— Work required —
In the FedPseudo publication record, what name is given to the pseudo values that FedPseudo estimates?

— Text block —
****
FedPseudo: Privacy-Preserving Pseudo Value-Based Deep Learning Models for Federated Survival Analysis

Author/Creator ORCID

Date

2023-08-04

Department

Program

Citation of Original Publication

Rahman, Md Mahmudur, and Sanjay Purushotham. “FedPseudo: Privacy-Preserving Pseudo Value-Based Deep Learning Models for Federated Survival Analysis.” In Proceedings of the 29th ACM SIGKDD Conference on Knowledge Discovery and Data Mining, 1999–2009. KDD ’23. New York, NY, USA: Association for Computing Machinery, 2023. https://doi.org/10.1145/3580305.3599348.

Rights

This item is likely protected under Title 17 of the U.S. Copyright Law. Unless on a Creative Commons license, for uses protected by Copyright Law, contact the copyright holder or the author.

Abstract

Survival analysis, aka time-to-event analysis, has a wide-ranging impact on patient care. Federated Survival Analysis (FSA) is an emerging Federated Learning (FL) paradigm for performing survival analysis on distributed decentralized data available at multiple medical institutions. FSA enables individual medical institutions, referred to as clients, to improve their survival predictions while ensuring privacy. However, FSA faces challenges due to non-linear and non-IID data distributions among clients, as well as bias caused by censoring. Although recent studies have adapted Cox Proportional Hazards (CoxPH) survival models for FSA, a systematic exploration of these challenges is currently lacking. In this paper, we address these critical challenges by introducing FedPseudo, a pseudo value-based deep learning framework for FSA. FedPseudo uses deep learning models to learn robust representations from non-linear survival data, leverages the power of pseudo values to handle non-uniform censoring, and employs FL algorithms such as FedAvg to learn model parameters. We propose a novel and simple approach for estimating pseudo values for FSA. We provide theoretical proof that the estimated pseudo values, referred to as Federated Pseudo Values, are consistent. Moreover, our empirical results demonstrate that they can be computed faster than traditional methods of deriving pseudo values. To ensure and enhance the privacy of both the estimated pseudo values and the shared model parameters, we systematically investigate the application of differential privacy (DP) on both the federated pseudo values and local model updates. Furthermore, we adapt V -Usable Information metric to quantify the informativeness of a client's data for training a survival model and utilize this metric to show the advantages of participating in FSA. We conducted extensive experiments on synthetic and real-world survival datasets to demonstrate that our FedPseudo framework achieves better performance than other FSA approaches and performs similarly to the best centrally trained deep survival model. Moreover, FedPseudo consistently achieves superior results across different censoring settings.
****
— Data for analysis —

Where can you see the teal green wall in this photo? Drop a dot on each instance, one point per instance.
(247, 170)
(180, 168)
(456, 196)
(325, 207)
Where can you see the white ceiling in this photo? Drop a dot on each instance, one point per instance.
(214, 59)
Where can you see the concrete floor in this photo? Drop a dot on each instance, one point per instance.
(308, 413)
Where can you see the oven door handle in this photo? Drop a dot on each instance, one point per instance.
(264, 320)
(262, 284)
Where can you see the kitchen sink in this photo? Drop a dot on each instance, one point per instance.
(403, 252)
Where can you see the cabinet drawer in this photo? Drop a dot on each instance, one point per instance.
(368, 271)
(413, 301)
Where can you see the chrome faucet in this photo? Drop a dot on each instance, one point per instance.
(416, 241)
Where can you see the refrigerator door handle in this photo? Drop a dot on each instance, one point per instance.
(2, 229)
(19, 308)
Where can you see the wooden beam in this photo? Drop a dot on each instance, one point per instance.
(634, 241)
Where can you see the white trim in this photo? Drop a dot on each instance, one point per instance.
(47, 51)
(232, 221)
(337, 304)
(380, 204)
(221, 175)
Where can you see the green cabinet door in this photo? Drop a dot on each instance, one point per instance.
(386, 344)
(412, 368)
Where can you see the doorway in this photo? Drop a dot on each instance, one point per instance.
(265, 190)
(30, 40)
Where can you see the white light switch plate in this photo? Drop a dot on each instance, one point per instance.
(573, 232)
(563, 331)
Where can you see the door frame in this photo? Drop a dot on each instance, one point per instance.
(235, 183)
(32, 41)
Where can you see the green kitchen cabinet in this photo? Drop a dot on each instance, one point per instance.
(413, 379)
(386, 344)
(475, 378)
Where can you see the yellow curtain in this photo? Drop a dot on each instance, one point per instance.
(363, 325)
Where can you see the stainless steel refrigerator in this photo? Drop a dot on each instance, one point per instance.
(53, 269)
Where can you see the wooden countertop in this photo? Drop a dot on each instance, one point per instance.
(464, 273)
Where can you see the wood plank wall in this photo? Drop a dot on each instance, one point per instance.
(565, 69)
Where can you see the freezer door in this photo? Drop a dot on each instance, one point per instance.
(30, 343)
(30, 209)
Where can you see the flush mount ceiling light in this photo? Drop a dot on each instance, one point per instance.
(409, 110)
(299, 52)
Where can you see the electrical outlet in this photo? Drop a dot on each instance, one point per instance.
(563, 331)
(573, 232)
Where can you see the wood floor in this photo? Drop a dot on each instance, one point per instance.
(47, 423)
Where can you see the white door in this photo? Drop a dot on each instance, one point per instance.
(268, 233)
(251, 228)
****
— Response to this task —
Federated Pseudo Values